Aim: Rename "bunch of onions" to "bundle of green onions" throughout the listing below, and copy everything else unchanged. Leave out the pictures.
***** Recorded data *****
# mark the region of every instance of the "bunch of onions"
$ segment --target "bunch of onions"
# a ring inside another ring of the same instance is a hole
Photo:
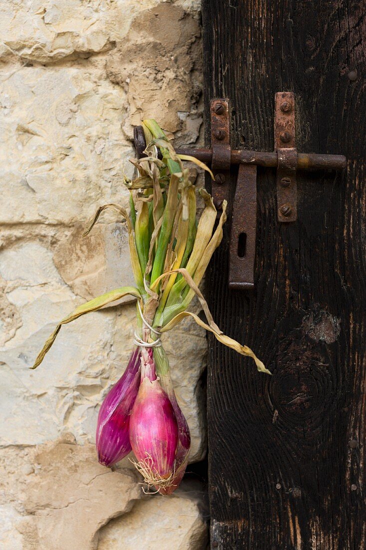
[[[107,394],[99,413],[96,442],[99,461],[111,466],[131,450],[148,488],[173,492],[184,475],[190,448],[190,431],[177,402],[164,350],[162,333],[190,316],[221,343],[252,357],[259,371],[269,371],[246,346],[225,336],[215,324],[198,285],[223,235],[226,201],[217,223],[217,211],[204,189],[198,193],[204,208],[197,223],[195,178],[183,162],[193,157],[176,153],[153,120],[143,122],[146,156],[132,160],[138,177],[125,180],[130,190],[130,214],[114,204],[100,207],[84,232],[91,231],[107,208],[126,220],[136,287],[116,289],[79,306],[63,319],[46,342],[32,368],[52,345],[62,324],[95,311],[126,294],[137,298],[137,330],[123,375]],[[162,160],[158,157],[160,151]],[[188,311],[198,297],[207,322]]]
*****
Result of the exercise:
# mark the region of every instance of the "bundle of green onions"
$ segment --target "bundle of green onions"
# a ring inside another ring of the same instance is a hole
Photo:
[[[107,394],[99,413],[96,442],[99,461],[111,466],[131,450],[148,488],[173,492],[184,475],[190,448],[190,431],[177,402],[164,350],[162,333],[190,316],[221,343],[252,357],[259,371],[269,371],[246,346],[225,336],[215,324],[198,285],[223,235],[226,201],[217,223],[217,211],[204,189],[198,193],[204,208],[197,223],[195,178],[183,162],[193,157],[176,153],[153,120],[143,122],[146,156],[132,160],[138,177],[125,180],[130,190],[130,214],[114,204],[100,207],[84,232],[91,231],[107,208],[126,220],[136,287],[116,289],[79,306],[63,319],[46,342],[32,368],[52,345],[62,324],[95,311],[126,294],[137,298],[137,330],[123,375]],[[162,160],[158,157],[160,151]],[[188,311],[198,297],[207,322]]]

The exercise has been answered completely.